## Supplied text
Catherine Delors, author of The Mistress of the Revolution, will be popping in on Thursday to talk about birth control in the eighteenth century. Be sure to have a peek at her wonderful blog: Versailles and More. You may even see someone over there you know!
Here’s a bit about the book:
Against the backdrop of the leadup to the French Revolution, Delors’s mostly successful debut follows the life of Gabrielle de Montserrat, a feisty young woman forced by her meddling brother to forsake her commoner true love and marry the Baron de Peyre, a wealthy, older man. The baron is abusive and cruel, but the short-lived marriage produces a daughter before the baron dies. A widowed Gabrielle travels to Paris and enters the heady world of Louis XVI and Marie-Antoinette, where, with a sparse inheritance and the responsibility of a young daughter, Gabrielle becomes the mistress of Count de Villers. Delors shines in her portrayal of the late 18th-century French women’s world (she has a rougher time with the men), though the amount of political-historical detail covered overshadows the tragic love story that develops once Gabrielle reunites with her first love, Pierre-André Coffinhal, who is now a lawyer. The appearance of historical figures sometimes comes off awkwardly (as when Gabrielle meets Thomas Jefferson or has a private audience with Robespierre), and the ending is marred by a too-convenient and seemingly tossed-off twist. Nevertheless, the author ably captures the vagaries of French politics during turbulent times and creates a world inhabited by nicely developed and sympathetic characters. (Mar.)

## Provided data
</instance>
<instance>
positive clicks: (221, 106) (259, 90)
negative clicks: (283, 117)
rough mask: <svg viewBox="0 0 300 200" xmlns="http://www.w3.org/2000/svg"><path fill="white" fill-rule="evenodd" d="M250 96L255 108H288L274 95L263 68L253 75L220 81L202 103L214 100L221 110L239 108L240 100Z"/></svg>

## Task set
[1] In the post about The Mistress of the Revolution, take the part that opens with the words "Catherine Delors, author" and closes with "there you know!", and write it out again with "Thursday" changed to "Friday".
[2] Write what comes next in the post about Catherine Delors and her novel, starting after its last sentence.

## Your written answers
[1]
Catherine Delors, author of The Mistress of the Revolution, will be popping in on Friday to talk about birth control in the eighteenth century. Be sure to have a peek at her wonderful blog: Versailles and More. You may even see someone over there you know!

[2]
Copyright © Reed Business Information, a division of Reed Elsevier Inc. All rights reserved. –This text refers to the Hardcover edition.
“Definitely a contender for one of the best reads of the year.”
“A most impressive literary debut, this outstanding novel of the French Revolution is well worth reading.”
—Historical Novels Review (Editors’ Choice Title)
“Delors shines in her portrayal of the late eighteenth century French women’s world.”
“Delors does an admirable job of depicting the tension, confusion, and volatility of an era.”
AND now: Without further ado, the winners of last week’s gifting are…Jessica Franken (Putting Science in Its Place) and Mandy de Jager (The Lace Reader). I’ll explain the highly scientific process I use for determining winners next week!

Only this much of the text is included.